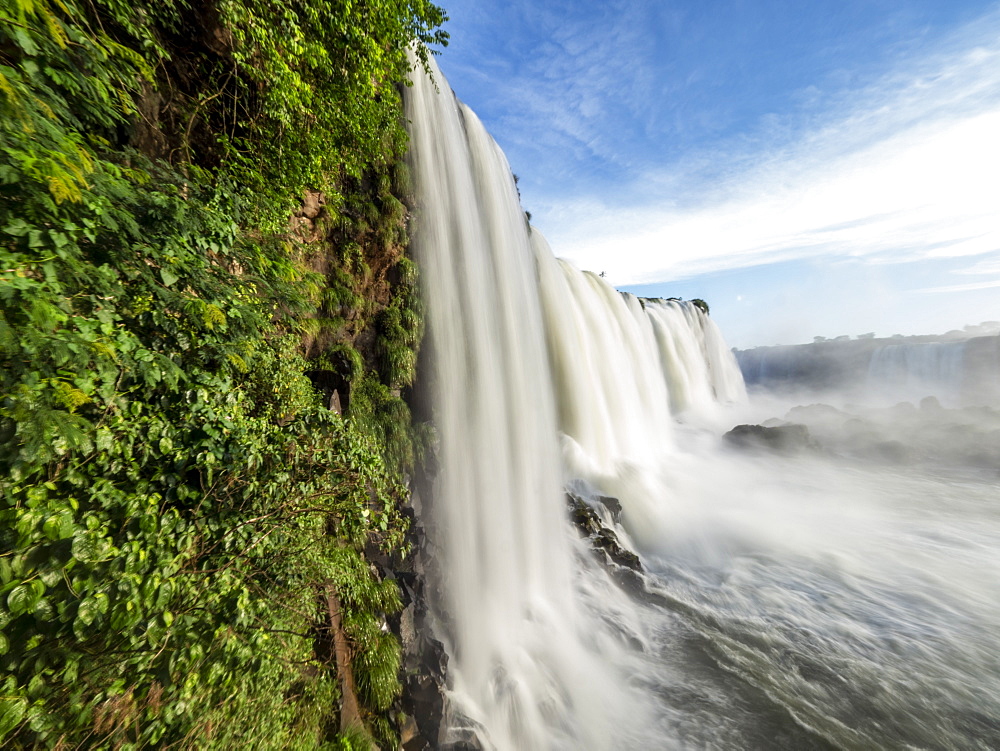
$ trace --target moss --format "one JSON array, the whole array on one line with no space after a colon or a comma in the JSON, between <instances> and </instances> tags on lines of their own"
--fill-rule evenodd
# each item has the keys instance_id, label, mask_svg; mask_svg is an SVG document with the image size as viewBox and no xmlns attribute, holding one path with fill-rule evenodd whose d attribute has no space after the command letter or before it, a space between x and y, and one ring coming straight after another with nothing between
...
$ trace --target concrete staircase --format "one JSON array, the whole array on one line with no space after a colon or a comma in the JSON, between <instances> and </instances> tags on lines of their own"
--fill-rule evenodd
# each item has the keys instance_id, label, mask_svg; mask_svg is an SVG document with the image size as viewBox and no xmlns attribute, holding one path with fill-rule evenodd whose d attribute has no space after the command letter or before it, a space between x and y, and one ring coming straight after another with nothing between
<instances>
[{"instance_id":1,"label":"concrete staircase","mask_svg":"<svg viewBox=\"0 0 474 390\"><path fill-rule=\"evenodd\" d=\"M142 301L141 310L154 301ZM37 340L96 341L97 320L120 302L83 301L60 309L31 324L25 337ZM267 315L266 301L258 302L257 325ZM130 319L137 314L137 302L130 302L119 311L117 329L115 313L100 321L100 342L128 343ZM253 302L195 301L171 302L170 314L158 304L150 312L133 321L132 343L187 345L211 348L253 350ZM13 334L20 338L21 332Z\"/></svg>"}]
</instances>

◆ Exercise
Lines of the data that include the string "target" are to be counted; report the total by itself.

◆ Task answer
2